GIVEN TEXT:
******

Ukrainian priest and missionary (1860–1916)

Jeremiah Lomnytskyj, O.S.B.M. (Єремія Іван Ломницький; February 8, 1860-July 3, 1916) was a Ukrainian Basilian priest, missionary and an educational and church activist. He and Josaphata Hordashevska founded the religious congregation of the Sisters Servants of Mary Immaculate. Lomnytskyj is recognized as a servant of God.

== Biography ==

Jeremiah Lomnytskyj, O.S.B.M., was born on February 8, 1860, in Kavske, in the deanery of Drohobych, Austrian Empire (now Stryi Raion, Lviv Oblast in western Ukraine). On February 12, he was baptized, and given the name John. He studied at the Lviv Academy and the Franz Joseph Gymnasium (High School) in Drohobych, then at the Teachers' College in Lviv, after which he taught in a six-grade public school in Kozari, now in Ivano-Frankivsk Raion.

On September 28, 1882, he entered the Basilian novitiate in Dobromyl, and took the religious name, Jeremiah. On May 17, 1884, he pronounced his first vows, and began to study philosophy and theology under the direction of the Jesuits. On January 17, 1886, he was ordained to the priesthood, and on May 22, 1887, pronounced his final vows in Dobromyl.

In 1889, he and several other priests organized the first public mission in Galicia, in the city of Horodok. After more studies in moral theology, and teaching in the Basilian scholasticate in Dobromyl, he began a mission ministry in Galicia, directing a total of 51 public missions beginning in 1891.

From May 16–21, 1891, he headed the mission team at Zhuzhel, in the eparchy of Przemysl. During the mission, three girls approached him with the plea to help them enter a monastery. This event was the first step towards the founding of the Congregation of the Sisters Servants of Mary Immaculate.

After teaching for several years in various centers, he was sent to be spiritual director for the newly opened novitiate of the Sisters Servants in Krystynopil, in September, 1894. He also taught moral theology to the Basilian clerics. Amid various other appointments over the years, in 1898, Metropolitan Sylvester Sembratovych appointed him commissary of the Congregation of the SSMI, thus making him the spiritual and administrative superior of that institute. By 1902 the Congregation numbered 128 Sisters, in 26 convents across the country. They were able to hold their first General Chapter in August of that year, at which Hordashevska was elected the first Superior General of the Congregation and Lomnytsky stepped down from his post of commissary of the SSMI, and was replaced by Father Platonid Filas, OSBM.

******

INFORMATION SUPPLIED:

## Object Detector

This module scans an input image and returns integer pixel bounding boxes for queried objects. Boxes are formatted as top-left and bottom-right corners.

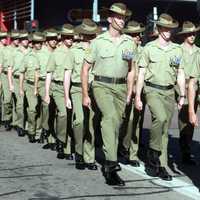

******

Please answer these from the Lomnytskyj biography:
(a) On what date was Lomnytskyj ordained to the priesthood?
(b) In which city was the first public mission in Galicia organized in 1889?
(c) How many Sisters did the Congregation have by 1902?

RESULT:
(a) January 17, 1886
(b) Horodok
(c) 128 Sisters